— start of Text extract —

The EM can be updated to fit better the workload type. In the case below the EM
has been updated for the Jankbench test on Pixel6 (running v5.18 w/ mainline backports
for the scheduler bits). The Jankbench was run 10 times for those two configurations,
to get more reliable data.

1. Janky frames percentage
+--------+-----------------+---------------------+-------+-----------+
| metric |    variable     |       kernel        | value | perc_diff |
+--------+-----------------+---------------------+-------+-----------+
| gmean  | jank_percentage | EM_default          |  2.0  |   0.0%    |
| gmean  | jank_percentage | EM_modified_runtime |  1.3  |  -35.33%  |
+--------+-----------------+---------------------+-------+-----------+

2. Avg frame render time duration
+--------+---------------------+---------------------+-------+-----------+
| metric |      variable       |       kernel        | value | perc_diff |
+--------+---------------------+---------------------+-------+-----------+
| gmean  | mean_frame_duration | EM_default          | 10.5  |   0.0%    |
| gmean  | mean_frame_duration | EM_modified_runtime |  9.6  |  -8.52%   |
+--------+---------------------+---------------------+-------+-----------+

3. Max frame render time duration
+--------+--------------------+---------------------+-------+-----------+
| metric |      variable      |       kernel        | value | perc_diff |
+--------+--------------------+---------------------+-------+-----------+
| gmean  | max_frame_duration | EM_default          | 251.6 |   0.0%    |
| gmean  | max_frame_duration | EM_modified_runtime | 115.5 |  -54.09%  |
+--------+--------------------+---------------------+-------+-----------+

4. OS overutilized state percentage (when EAS is not working)

— end of Text extract —

● Objective 1
According to the Jankbench excerpt, how many times was the Jankbench run for the two configurations?

— start of Entries provided —

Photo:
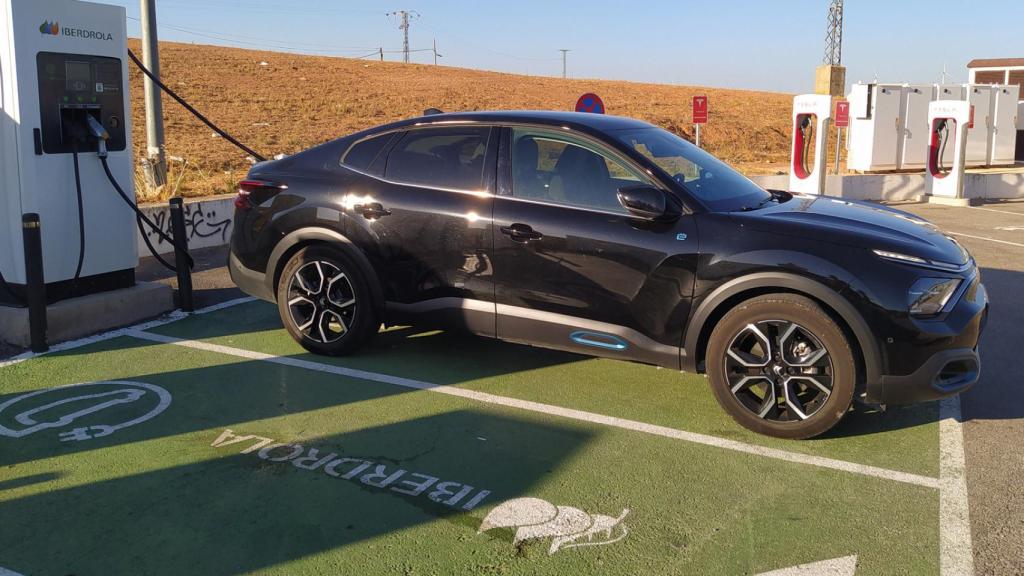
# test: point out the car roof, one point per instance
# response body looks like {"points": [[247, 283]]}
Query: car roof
{"points": [[596, 122]]}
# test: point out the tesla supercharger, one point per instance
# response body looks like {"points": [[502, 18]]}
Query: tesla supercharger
{"points": [[811, 113], [947, 121], [60, 63]]}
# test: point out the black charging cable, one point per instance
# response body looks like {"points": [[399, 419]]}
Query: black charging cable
{"points": [[141, 217], [805, 128], [259, 157], [81, 213], [944, 136]]}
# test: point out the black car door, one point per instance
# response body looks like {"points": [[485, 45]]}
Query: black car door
{"points": [[425, 224], [573, 270]]}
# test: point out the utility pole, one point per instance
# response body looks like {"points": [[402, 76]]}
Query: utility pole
{"points": [[834, 35], [156, 155], [403, 16]]}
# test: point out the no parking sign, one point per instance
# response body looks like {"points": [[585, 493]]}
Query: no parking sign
{"points": [[590, 103]]}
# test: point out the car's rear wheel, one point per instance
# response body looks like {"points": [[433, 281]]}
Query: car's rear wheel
{"points": [[780, 366], [325, 301]]}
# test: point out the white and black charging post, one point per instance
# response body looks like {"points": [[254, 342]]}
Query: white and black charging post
{"points": [[811, 120], [948, 122]]}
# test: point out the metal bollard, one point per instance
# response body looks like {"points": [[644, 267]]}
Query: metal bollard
{"points": [[181, 255], [35, 284]]}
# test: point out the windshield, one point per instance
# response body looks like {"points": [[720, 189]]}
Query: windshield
{"points": [[712, 181]]}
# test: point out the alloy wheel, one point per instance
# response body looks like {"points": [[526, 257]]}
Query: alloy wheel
{"points": [[321, 301], [778, 370]]}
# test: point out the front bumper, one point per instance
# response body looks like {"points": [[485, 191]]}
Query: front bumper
{"points": [[946, 373], [951, 365]]}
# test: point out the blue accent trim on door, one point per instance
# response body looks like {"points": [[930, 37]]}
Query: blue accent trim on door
{"points": [[599, 340]]}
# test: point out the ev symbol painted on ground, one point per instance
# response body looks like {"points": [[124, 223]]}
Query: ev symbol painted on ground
{"points": [[535, 519], [100, 409]]}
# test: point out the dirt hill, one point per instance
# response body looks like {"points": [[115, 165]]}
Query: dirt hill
{"points": [[281, 103]]}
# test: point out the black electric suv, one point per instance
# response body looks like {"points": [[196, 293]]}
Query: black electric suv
{"points": [[610, 237]]}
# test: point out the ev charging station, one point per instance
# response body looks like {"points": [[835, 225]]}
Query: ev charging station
{"points": [[810, 113], [947, 121], [64, 86]]}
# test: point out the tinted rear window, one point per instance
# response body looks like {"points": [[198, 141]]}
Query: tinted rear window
{"points": [[363, 154], [451, 157]]}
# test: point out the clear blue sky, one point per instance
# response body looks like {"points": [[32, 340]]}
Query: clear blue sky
{"points": [[758, 44]]}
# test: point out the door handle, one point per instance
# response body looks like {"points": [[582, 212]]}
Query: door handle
{"points": [[373, 210], [521, 233]]}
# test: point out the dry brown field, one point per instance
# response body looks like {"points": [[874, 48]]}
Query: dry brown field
{"points": [[281, 104]]}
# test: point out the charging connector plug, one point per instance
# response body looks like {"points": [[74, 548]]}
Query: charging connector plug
{"points": [[97, 131]]}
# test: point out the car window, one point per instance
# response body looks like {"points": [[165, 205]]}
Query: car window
{"points": [[711, 180], [451, 157], [557, 168], [363, 153]]}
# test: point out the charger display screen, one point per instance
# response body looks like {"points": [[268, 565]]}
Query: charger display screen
{"points": [[72, 87], [78, 76]]}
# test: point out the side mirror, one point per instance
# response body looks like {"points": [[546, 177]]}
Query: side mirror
{"points": [[642, 201]]}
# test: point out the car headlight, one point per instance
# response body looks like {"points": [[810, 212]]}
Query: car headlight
{"points": [[929, 295]]}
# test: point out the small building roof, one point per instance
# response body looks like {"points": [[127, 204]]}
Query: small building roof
{"points": [[995, 63]]}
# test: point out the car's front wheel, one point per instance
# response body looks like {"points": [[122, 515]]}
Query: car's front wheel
{"points": [[325, 302], [780, 366]]}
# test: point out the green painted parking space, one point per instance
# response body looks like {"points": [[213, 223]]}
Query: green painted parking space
{"points": [[254, 466], [900, 439]]}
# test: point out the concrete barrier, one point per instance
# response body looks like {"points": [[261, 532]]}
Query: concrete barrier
{"points": [[208, 223]]}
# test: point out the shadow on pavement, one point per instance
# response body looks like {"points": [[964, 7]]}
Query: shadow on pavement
{"points": [[231, 512]]}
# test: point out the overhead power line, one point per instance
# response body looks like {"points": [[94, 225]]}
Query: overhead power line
{"points": [[403, 17], [834, 35]]}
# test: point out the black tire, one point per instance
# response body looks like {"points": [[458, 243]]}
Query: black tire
{"points": [[796, 372], [338, 317]]}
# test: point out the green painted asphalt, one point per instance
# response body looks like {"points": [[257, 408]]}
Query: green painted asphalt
{"points": [[901, 439], [161, 498]]}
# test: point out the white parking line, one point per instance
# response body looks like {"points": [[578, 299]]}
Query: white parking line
{"points": [[591, 417], [955, 547], [167, 319], [988, 239], [994, 210]]}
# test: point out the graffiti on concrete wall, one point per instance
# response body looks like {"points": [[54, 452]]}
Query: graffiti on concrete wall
{"points": [[207, 223]]}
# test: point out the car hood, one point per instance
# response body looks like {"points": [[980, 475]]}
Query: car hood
{"points": [[857, 223]]}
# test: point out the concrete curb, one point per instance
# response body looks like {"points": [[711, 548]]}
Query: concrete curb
{"points": [[72, 319]]}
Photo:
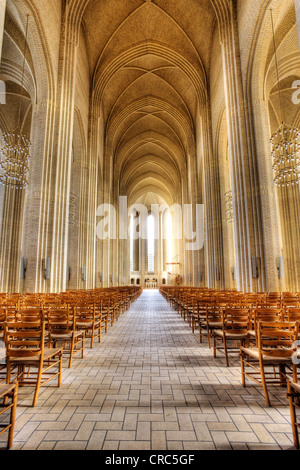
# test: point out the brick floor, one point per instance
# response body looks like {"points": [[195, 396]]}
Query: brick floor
{"points": [[150, 385]]}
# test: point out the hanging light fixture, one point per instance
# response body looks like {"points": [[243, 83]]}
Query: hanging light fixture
{"points": [[285, 144], [15, 152]]}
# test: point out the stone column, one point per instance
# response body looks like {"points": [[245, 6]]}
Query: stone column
{"points": [[2, 19], [247, 233], [63, 153], [297, 8]]}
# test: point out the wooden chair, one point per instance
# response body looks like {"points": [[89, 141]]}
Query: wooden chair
{"points": [[9, 397], [213, 320], [265, 314], [294, 404], [88, 319], [235, 328], [63, 330], [25, 348], [274, 350]]}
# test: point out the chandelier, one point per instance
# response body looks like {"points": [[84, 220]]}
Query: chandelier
{"points": [[228, 207], [285, 144], [285, 154], [15, 152], [15, 155]]}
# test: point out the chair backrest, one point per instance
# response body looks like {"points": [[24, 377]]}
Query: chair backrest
{"points": [[84, 311], [61, 321], [25, 339], [293, 314], [277, 339], [237, 320]]}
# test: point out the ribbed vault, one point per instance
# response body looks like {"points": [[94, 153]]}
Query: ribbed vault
{"points": [[149, 63]]}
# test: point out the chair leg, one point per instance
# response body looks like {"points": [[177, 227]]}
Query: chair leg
{"points": [[38, 382], [12, 417], [226, 351], [293, 417], [243, 369], [264, 384]]}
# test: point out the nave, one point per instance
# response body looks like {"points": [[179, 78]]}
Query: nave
{"points": [[151, 385]]}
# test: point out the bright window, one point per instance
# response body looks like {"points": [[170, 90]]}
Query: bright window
{"points": [[151, 242]]}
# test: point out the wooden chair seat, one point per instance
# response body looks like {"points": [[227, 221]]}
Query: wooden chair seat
{"points": [[267, 359], [275, 347], [9, 396], [25, 348], [231, 336], [63, 330]]}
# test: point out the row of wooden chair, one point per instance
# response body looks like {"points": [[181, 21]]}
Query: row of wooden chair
{"points": [[39, 330], [263, 330]]}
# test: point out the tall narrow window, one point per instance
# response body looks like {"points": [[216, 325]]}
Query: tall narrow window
{"points": [[131, 244], [169, 237], [151, 242]]}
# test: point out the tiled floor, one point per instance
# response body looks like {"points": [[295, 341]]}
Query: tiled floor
{"points": [[150, 385]]}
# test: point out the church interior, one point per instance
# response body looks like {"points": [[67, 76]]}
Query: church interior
{"points": [[149, 225]]}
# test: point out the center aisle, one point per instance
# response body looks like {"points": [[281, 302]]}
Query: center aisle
{"points": [[150, 385]]}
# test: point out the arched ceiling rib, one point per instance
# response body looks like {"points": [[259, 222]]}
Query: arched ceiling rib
{"points": [[149, 62]]}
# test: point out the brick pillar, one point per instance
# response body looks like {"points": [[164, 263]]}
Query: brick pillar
{"points": [[2, 18], [248, 235], [297, 7]]}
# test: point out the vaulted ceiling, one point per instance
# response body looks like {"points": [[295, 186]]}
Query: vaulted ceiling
{"points": [[149, 61]]}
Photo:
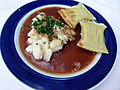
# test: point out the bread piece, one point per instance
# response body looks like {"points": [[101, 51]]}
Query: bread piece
{"points": [[92, 37], [73, 15]]}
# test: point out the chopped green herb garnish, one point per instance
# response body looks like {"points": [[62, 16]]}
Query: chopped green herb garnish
{"points": [[26, 26], [47, 27], [56, 36]]}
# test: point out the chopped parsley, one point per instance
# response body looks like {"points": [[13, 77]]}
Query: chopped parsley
{"points": [[26, 26], [48, 27]]}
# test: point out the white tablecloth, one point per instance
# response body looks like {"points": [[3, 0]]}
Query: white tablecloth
{"points": [[109, 9]]}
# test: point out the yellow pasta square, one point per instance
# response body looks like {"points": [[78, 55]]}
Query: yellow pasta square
{"points": [[92, 37]]}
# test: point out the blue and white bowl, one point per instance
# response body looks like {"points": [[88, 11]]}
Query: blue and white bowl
{"points": [[38, 79]]}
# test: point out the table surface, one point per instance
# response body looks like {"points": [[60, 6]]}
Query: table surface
{"points": [[109, 9]]}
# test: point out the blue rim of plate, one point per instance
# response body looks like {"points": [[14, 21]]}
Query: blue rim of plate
{"points": [[38, 81]]}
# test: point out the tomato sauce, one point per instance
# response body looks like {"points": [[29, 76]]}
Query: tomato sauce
{"points": [[68, 60]]}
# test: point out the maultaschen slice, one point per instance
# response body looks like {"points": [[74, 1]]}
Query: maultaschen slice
{"points": [[74, 14], [92, 37]]}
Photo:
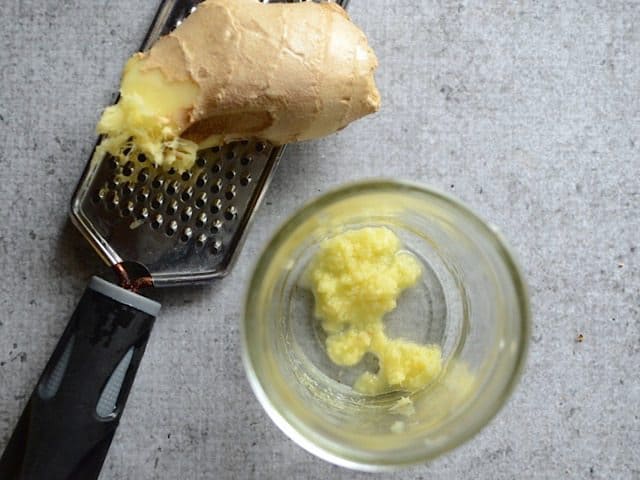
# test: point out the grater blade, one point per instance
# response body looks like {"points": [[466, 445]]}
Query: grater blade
{"points": [[182, 227]]}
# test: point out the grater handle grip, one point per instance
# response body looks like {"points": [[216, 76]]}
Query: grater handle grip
{"points": [[66, 428]]}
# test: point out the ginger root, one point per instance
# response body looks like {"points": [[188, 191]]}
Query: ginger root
{"points": [[238, 69]]}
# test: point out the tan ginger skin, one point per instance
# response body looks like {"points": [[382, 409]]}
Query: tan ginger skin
{"points": [[281, 72]]}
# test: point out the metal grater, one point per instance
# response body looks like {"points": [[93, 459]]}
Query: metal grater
{"points": [[183, 227]]}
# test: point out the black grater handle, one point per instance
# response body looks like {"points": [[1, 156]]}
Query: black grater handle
{"points": [[66, 429]]}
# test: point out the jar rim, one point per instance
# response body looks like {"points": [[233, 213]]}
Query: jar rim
{"points": [[376, 186]]}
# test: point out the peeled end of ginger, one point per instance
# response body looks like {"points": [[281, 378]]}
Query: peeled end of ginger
{"points": [[239, 69]]}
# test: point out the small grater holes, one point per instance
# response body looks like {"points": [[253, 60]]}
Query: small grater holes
{"points": [[186, 235], [216, 247], [128, 188], [172, 228], [231, 213], [201, 240], [127, 170], [187, 194], [230, 193], [144, 213], [172, 208], [173, 187], [202, 180], [216, 206], [201, 220], [186, 214], [158, 182], [158, 220], [127, 210], [201, 201], [157, 201], [217, 186], [143, 195], [215, 228], [143, 175]]}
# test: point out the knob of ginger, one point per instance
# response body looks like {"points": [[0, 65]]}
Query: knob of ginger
{"points": [[237, 69]]}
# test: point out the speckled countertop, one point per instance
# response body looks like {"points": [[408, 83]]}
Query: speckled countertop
{"points": [[529, 111]]}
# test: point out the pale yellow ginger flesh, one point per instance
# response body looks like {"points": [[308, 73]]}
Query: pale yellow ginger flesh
{"points": [[239, 69], [356, 278]]}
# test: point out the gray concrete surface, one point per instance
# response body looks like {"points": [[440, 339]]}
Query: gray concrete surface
{"points": [[527, 110]]}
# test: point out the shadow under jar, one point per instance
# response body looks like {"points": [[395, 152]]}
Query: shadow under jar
{"points": [[471, 300]]}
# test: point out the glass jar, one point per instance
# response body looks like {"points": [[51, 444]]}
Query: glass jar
{"points": [[471, 301]]}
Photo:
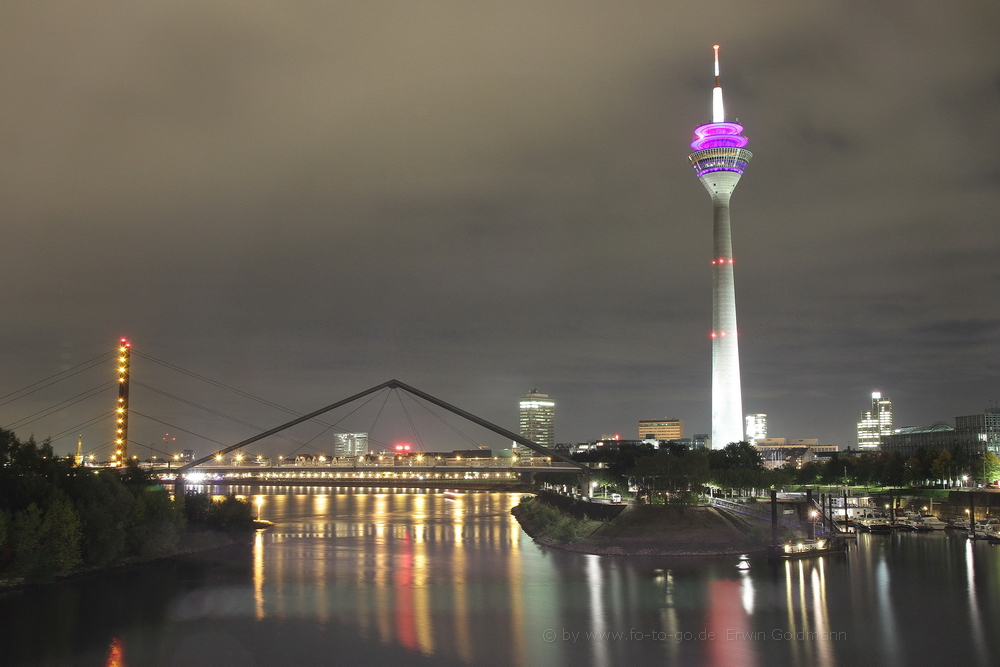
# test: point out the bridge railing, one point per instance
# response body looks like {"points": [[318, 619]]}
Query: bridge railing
{"points": [[763, 511]]}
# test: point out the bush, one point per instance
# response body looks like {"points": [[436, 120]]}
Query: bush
{"points": [[547, 520]]}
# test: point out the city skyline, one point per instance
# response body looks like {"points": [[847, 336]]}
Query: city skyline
{"points": [[477, 203]]}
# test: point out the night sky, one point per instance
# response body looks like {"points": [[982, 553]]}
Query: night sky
{"points": [[306, 199]]}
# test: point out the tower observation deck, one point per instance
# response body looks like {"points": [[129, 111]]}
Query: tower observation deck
{"points": [[719, 160]]}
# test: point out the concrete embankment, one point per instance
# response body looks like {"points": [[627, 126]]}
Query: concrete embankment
{"points": [[649, 530]]}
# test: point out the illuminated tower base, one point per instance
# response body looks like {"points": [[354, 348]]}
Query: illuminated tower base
{"points": [[719, 161]]}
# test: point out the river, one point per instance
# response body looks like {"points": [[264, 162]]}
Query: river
{"points": [[383, 577]]}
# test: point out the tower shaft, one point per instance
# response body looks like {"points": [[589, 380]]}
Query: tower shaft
{"points": [[727, 396], [719, 161]]}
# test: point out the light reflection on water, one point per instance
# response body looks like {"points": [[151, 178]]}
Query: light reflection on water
{"points": [[362, 576]]}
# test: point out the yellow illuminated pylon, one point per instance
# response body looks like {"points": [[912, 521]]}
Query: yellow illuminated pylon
{"points": [[121, 411]]}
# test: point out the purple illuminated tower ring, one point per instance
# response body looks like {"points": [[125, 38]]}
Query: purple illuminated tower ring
{"points": [[719, 160]]}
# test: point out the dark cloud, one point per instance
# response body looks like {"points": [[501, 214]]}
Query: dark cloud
{"points": [[306, 199]]}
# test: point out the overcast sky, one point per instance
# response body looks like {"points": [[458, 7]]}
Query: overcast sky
{"points": [[303, 199]]}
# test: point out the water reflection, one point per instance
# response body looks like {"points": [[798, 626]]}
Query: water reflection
{"points": [[431, 578]]}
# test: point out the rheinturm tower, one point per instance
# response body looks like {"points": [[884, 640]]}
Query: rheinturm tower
{"points": [[719, 159]]}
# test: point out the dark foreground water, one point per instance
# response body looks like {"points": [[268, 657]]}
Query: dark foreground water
{"points": [[369, 577]]}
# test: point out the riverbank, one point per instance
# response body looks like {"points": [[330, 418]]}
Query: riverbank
{"points": [[647, 530], [191, 542]]}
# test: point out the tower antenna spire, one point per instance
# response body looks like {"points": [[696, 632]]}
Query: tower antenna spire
{"points": [[718, 112]]}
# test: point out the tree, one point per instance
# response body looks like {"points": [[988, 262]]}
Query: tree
{"points": [[941, 467], [737, 455], [991, 466]]}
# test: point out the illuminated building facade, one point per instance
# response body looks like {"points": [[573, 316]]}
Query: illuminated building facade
{"points": [[120, 456], [350, 444], [661, 429], [875, 423], [719, 159], [537, 418], [756, 427]]}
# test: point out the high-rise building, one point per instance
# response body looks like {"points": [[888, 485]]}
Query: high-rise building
{"points": [[756, 427], [661, 429], [719, 159], [875, 423], [538, 415], [350, 444]]}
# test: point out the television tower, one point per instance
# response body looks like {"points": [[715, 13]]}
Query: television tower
{"points": [[719, 160]]}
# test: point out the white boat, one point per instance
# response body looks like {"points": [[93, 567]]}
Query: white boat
{"points": [[873, 523], [986, 529], [927, 522]]}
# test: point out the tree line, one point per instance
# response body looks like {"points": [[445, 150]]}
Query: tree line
{"points": [[56, 518], [676, 469]]}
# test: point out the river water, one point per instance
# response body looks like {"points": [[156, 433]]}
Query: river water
{"points": [[383, 577]]}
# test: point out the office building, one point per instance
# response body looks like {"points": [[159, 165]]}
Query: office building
{"points": [[537, 418], [350, 444], [756, 427], [875, 423], [661, 429]]}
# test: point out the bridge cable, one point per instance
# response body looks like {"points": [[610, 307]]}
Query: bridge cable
{"points": [[412, 427], [90, 393], [209, 410], [370, 440], [173, 426], [441, 419], [379, 414], [222, 385], [49, 378], [82, 425]]}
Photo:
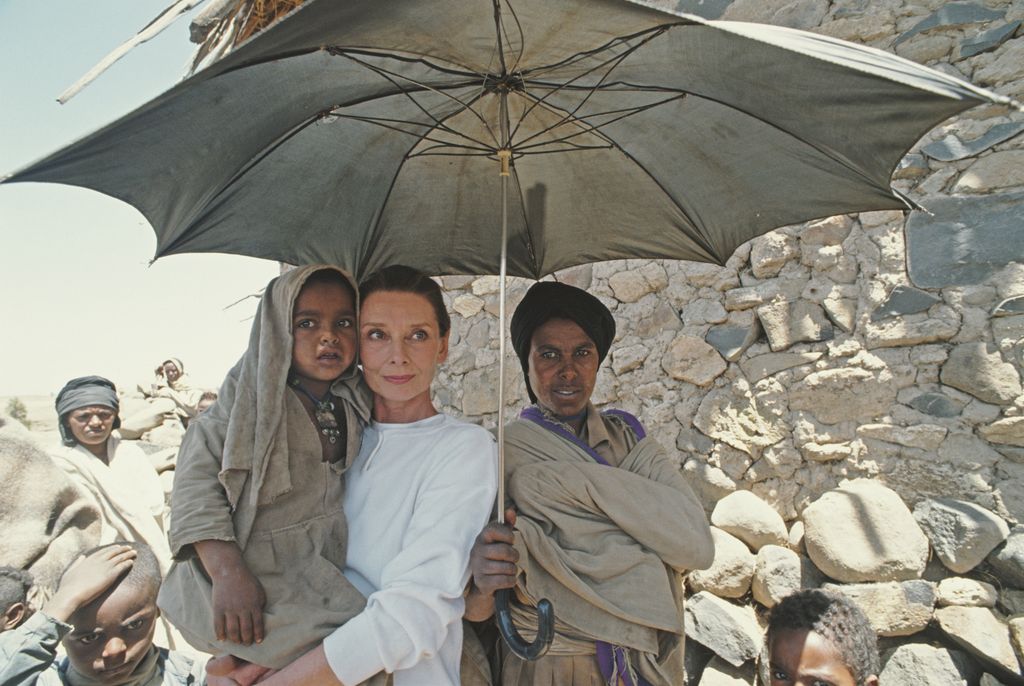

— end of Entries provided —

● Objective 2
Count the lines of the records that contain the word "tablecloth".

● Task response 1
10 times.

● Task response 2
2